### PROBLEM TO WORK ON
Reprint all records below exactly. No images.

### TASK INPUT

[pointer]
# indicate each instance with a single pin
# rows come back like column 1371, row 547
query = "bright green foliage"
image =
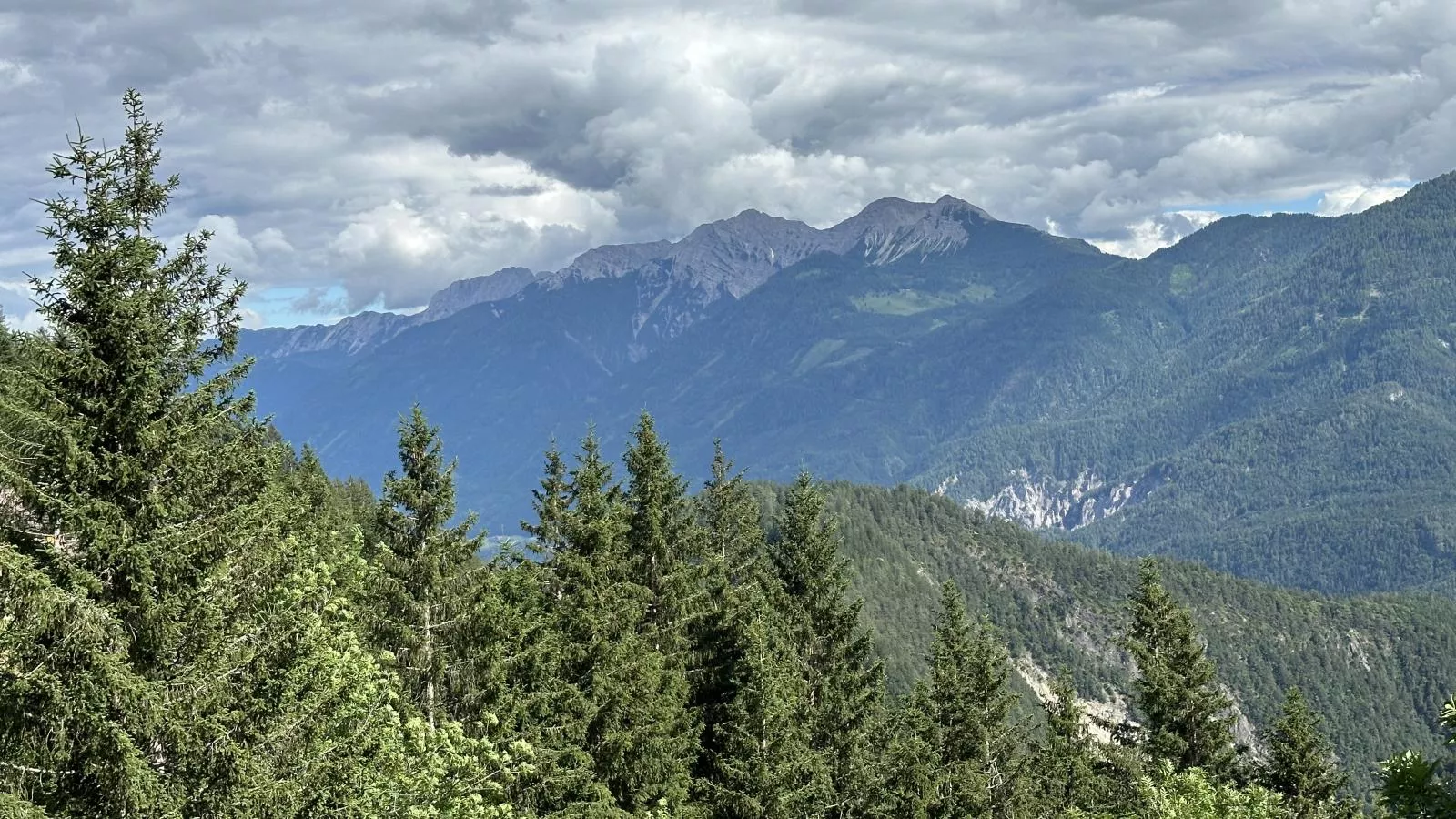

### EXERCISE OUTPUT
[pointer]
# indicate each instance with a single pin
# rows come back like column 1371, row 547
query = "bright green foliage"
image =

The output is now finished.